## Natural language region descriptions
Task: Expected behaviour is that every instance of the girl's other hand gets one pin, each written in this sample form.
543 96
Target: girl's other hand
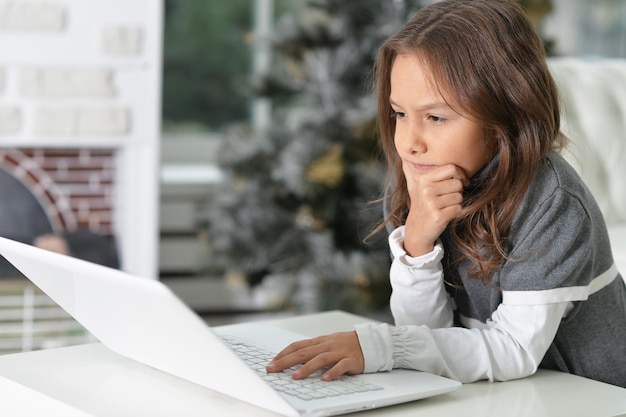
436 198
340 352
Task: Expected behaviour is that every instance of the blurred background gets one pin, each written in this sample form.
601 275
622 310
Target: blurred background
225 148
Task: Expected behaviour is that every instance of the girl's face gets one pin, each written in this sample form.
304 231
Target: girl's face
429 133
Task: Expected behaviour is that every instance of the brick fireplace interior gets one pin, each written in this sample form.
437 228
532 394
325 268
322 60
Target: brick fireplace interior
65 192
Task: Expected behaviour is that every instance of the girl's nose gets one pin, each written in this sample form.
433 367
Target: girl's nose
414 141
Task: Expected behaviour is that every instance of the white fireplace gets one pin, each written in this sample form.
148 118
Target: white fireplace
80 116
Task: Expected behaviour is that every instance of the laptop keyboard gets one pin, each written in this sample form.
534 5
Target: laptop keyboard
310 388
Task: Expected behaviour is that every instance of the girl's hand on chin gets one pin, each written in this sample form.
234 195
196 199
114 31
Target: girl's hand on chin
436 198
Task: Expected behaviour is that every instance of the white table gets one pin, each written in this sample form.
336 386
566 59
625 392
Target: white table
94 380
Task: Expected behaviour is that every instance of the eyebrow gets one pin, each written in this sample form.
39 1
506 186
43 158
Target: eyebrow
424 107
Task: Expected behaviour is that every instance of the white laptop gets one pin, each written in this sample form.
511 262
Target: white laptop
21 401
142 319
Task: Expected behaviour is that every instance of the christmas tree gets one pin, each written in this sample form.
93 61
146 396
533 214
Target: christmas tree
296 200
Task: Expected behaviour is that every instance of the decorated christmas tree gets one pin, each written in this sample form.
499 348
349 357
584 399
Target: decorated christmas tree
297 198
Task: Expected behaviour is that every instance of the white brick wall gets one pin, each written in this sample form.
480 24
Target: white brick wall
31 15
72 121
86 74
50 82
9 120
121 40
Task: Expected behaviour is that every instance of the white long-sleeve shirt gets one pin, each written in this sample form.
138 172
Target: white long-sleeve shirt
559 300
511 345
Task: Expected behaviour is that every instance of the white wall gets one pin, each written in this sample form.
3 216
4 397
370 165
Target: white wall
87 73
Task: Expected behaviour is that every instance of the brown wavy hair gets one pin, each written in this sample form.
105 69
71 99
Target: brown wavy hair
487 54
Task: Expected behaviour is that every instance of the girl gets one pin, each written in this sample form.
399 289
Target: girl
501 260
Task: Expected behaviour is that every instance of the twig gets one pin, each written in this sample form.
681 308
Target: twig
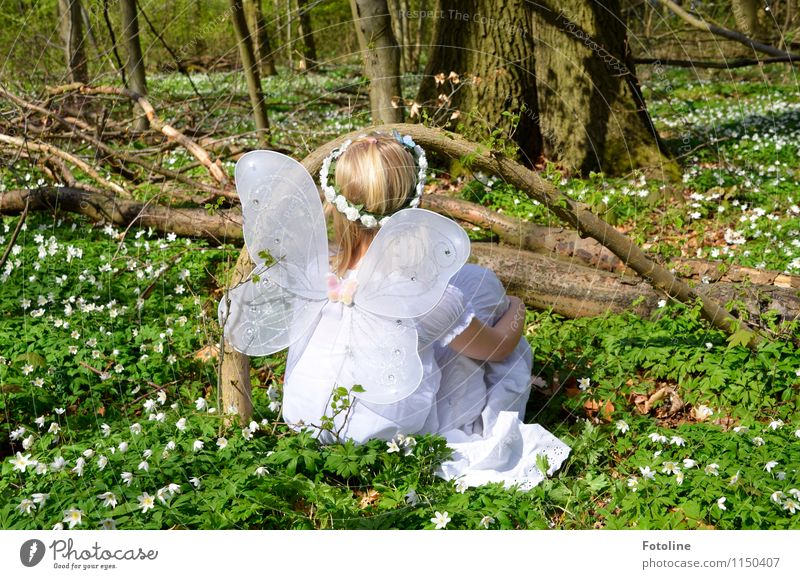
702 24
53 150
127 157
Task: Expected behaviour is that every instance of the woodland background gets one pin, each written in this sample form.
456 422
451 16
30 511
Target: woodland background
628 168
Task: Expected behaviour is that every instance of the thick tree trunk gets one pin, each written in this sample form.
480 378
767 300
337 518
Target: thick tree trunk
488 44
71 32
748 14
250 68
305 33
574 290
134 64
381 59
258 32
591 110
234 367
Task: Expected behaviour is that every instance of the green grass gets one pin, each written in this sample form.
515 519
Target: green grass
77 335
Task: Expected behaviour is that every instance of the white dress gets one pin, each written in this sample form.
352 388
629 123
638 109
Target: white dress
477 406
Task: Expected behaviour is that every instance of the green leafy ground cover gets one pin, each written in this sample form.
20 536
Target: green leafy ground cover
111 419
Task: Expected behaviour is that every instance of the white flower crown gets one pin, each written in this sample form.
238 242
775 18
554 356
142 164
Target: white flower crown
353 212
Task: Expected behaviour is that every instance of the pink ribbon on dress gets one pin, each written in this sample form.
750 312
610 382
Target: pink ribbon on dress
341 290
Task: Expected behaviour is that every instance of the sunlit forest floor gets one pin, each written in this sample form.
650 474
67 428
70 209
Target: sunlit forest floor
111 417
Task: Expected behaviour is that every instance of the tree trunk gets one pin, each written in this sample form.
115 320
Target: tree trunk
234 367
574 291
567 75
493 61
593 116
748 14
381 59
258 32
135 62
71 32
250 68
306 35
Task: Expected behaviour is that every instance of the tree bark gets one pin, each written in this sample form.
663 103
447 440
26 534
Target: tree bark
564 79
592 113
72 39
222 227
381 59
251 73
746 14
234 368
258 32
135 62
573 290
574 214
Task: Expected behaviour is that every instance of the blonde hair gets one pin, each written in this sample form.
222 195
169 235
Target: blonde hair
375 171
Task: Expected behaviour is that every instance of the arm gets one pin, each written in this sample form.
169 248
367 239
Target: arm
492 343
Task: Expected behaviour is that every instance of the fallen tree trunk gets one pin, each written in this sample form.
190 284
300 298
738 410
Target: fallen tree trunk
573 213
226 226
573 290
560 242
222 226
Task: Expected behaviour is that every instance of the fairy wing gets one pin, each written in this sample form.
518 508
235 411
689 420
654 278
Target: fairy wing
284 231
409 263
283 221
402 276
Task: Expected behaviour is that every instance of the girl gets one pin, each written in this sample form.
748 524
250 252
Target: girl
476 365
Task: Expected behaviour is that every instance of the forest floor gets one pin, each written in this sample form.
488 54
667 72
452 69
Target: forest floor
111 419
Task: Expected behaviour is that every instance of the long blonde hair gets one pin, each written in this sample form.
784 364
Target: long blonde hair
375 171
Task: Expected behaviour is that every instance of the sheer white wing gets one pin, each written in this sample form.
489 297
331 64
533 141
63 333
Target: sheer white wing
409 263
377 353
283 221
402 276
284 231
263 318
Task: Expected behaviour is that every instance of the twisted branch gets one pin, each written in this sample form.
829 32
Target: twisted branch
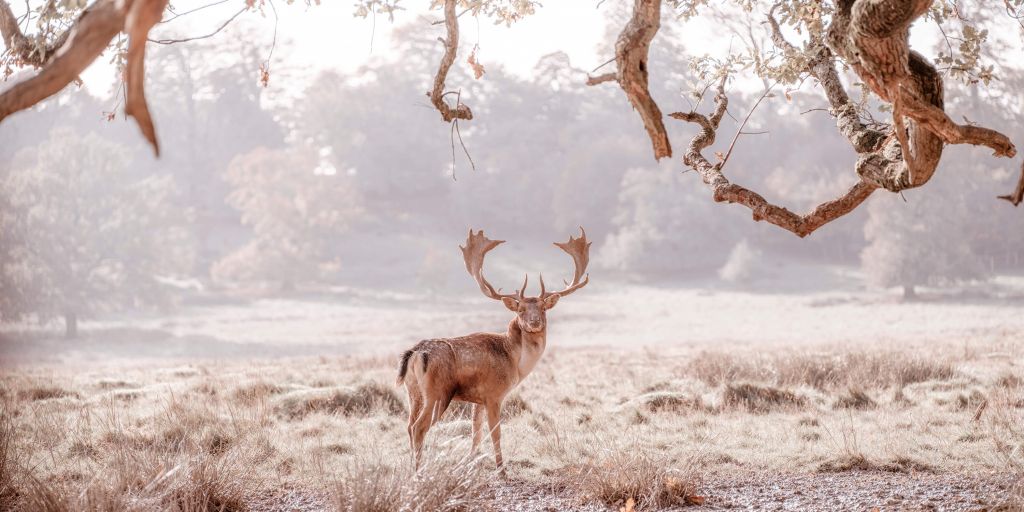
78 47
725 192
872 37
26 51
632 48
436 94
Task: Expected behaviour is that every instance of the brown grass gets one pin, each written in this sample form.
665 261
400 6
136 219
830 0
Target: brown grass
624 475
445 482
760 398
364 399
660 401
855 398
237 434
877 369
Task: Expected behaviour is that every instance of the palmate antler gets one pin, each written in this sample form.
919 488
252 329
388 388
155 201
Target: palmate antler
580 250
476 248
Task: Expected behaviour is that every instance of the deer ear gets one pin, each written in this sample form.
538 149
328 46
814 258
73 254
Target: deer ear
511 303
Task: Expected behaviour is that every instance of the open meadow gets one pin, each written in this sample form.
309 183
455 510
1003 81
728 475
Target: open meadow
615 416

## Task instructions
Give a verbatim transcription of the entries, leaving out the pictures.

## Solved exercise
Task: Expected behaviour is that every instance of the girl's other hand gets one pin, each written in this sample form.
543 96
Target: girl's other hand
436 198
340 352
Task: Expected behaviour is that every instance of the blurred background gets one pin, each written in this sample form.
601 275
622 310
Target: blurred background
225 148
Task: Expected behaviour is that every instance of the girl's face gets one pin, each written in this sample form.
304 231
Target: girl's face
429 133
Task: Expected behaviour is that every instance of the brick fireplace interior gets one pin, each written in this sample form.
437 228
532 394
325 268
322 60
Target: brick fireplace interior
65 192
Task: Expected behaviour is that every instance of the girl's nose gets one pin, each written in this sample form.
433 367
Target: girl's nose
414 141
Task: Expected behaviour is that every instance of the white fireplace gets one pin, each written in this sample form.
148 118
Target: white fireplace
80 116
Task: Expected behaviour is that every instance of the laptop keyboard gets one pin, each written in this sample form.
534 5
Target: laptop keyboard
310 388
Task: Expected behaviour is that every instance of the girl's hand on chin gets one pin, each written in this sample form.
234 195
196 199
114 31
Target: girl's hand on chin
436 198
Task: Expected behaviour is that every instance of the white table gets one pin, each written in this sample form.
336 386
566 59
625 392
Target: white table
94 380
Task: Expected behaviour is that every instance of the eyebrow gets one pin, each written in this sample form.
39 1
506 186
43 158
Target: eyebrow
424 107
Task: Expected behaviour is that every instance of the white laptop gets one pin, each written in this sample form.
511 262
Target: white laptop
21 401
142 319
Task: Expected behaviour is that every instance of the christmas tree gets one pin, each written in this sample form.
93 61
146 396
533 214
Target: christmas tree
296 200
Task: Expected behaviour is that every instance of the decorated christmas tree gets one pin, each written in this sample form.
499 348
349 357
584 399
Target: decorated christmas tree
297 198
Task: Expected behaviour is that every instance of the white brick wall gets one pin, each written in this sample form.
480 24
Target: white brick wall
31 15
72 121
86 74
50 82
9 120
121 40
Task: Expected behaviour is that every instance of the white long-sleeve shirt gets one pin, each written in this sample form.
138 172
Target: white long-sleeve shirt
559 300
511 345
Task: Expected behaviour is that every instance of the white wall gets one pin, each written in this sample form.
3 216
4 397
370 165
Target: white wall
87 73
Task: Expected behaviour is that every instance of the brown wavy hair gets one pin, each written in this sample form.
105 69
71 99
Target: brown wavy hair
487 54
Task: Expected behaviour is that every instance of the girl gets one pin, each written in this sample form.
399 289
Target: girl
501 260
Task: Expected behaviour is that every instance of the twig gets one pin, each written in this sample form.
681 308
Target: twig
702 24
53 150
127 157
Task: Expected behaviour is that every instance of the woodland background gets one pin, each written in this sample form.
456 422
451 16
30 511
Target: woodland background
628 168
Task: Expected behaviour is that every instance of the thick tree trunk gets one pin, each written in this sample form.
480 378
767 300
337 518
Target: thick tree trunk
488 44
71 32
748 14
250 68
305 33
574 290
134 64
381 59
258 32
591 110
234 367
Task: Expected behaviour is that every instance of the green grass gets one pin, each written in this sample form.
515 519
Target: green grass
77 335
Task: Expected behaviour is that every instance of the white dress gets one pin, each written in this sample form.
352 388
629 123
638 109
Target: white dress
477 406
Task: Expected behaviour is that every instance of the green leafy ground cover gets one pin, each written in this sample form.
20 536
Target: green leafy ground cover
111 419
Task: Expected behaviour is that every instance of the white flower crown gets one pin, each written in this sample form.
238 242
775 18
554 356
142 164
Target: white flower crown
353 212
Task: Expected behaviour is that every instance of the pink ribbon on dress gets one pin, each written in this sample form.
750 312
610 382
Target: pink ribbon on dress
341 290
Task: Expected behaviour is that every instance of the sunlit forest floor gets one pin, each written in this sample form.
650 474
67 428
70 209
Target: sunlit forest floor
111 417
Task: Expected behaviour is that every instance of the tree trunk gets one pin, each written in this sample form.
115 320
Target: tree trunk
234 367
574 291
567 75
493 61
593 116
748 14
381 59
258 32
135 62
71 32
250 68
306 35
Task: Expected behaviour is that every instance of the tree bark gets one pin, each written in this sample form.
663 103
447 440
26 534
Target: tree bark
564 79
592 113
72 39
222 227
381 59
251 73
746 14
234 368
258 32
135 62
573 290
574 214
Task: Expected behaviour is that every instance of the blonde hair gets one pin, each written in this sample form.
222 195
169 235
Target: blonde hair
375 171
Task: Expected behaviour is that every instance of the arm gets one pin, each written in this sample form.
169 248
367 239
Target: arm
492 343
Task: Expected behaviour is that every instance of the fallen tree trunk gets one pin, each written in this sample form.
190 284
300 298
738 410
Target: fallen tree trunk
573 213
226 226
573 290
560 242
222 226
Task: Expected behaviour is that every instance of the fairy wing gets one pin, each written in this sample form.
518 508
235 411
689 420
654 278
Target: fairy wing
284 231
409 263
283 221
402 276
Task: Expected behaviour is that every instance of the girl gets one pin, each written in this sample form.
748 524
250 252
Target: girl
476 365
Task: Expected behaviour is that every instance of the forest floor gets one pin, each written in this sample form.
488 54
667 72
452 69
Target: forest floor
111 419
Task: Expected behaviour is that every instance of the long blonde hair gets one pin, each written in this sample form.
784 364
Target: long blonde hair
375 171
Task: Expected behaviour is that every instance of the sheer white wing gets one pin, each written in this sample form.
489 297
331 64
533 141
63 333
Target: sheer white wing
409 263
377 353
283 221
402 276
284 231
263 318
Task: Expected behaviour is that every instance of the twisted branch gets one pin, each written in this sample form.
829 32
Target: twisted branch
78 47
725 192
872 37
26 51
632 48
436 94
Task: Expected behaviour is that every instance of the brown grass gets one pin, each written in this sample form.
665 261
400 6
136 219
830 0
Target: brown grass
624 475
445 482
760 398
364 399
660 401
855 398
237 434
877 369
Task: Expected behaviour is that every instance of the palmate antler gets one pin, each written in this sample form.
919 488
252 329
388 388
155 201
Target: palmate antler
580 250
476 248
Task: Expected behaviour is that every instance of the deer ear gets one pin, each written in this sample form.
538 149
328 46
814 258
73 254
Target: deer ear
511 303
Task: Expected behaviour is that every instance of the open meadow gets one pin, each written in this sample form.
309 183
455 510
1003 81
728 475
Target: open meadow
615 416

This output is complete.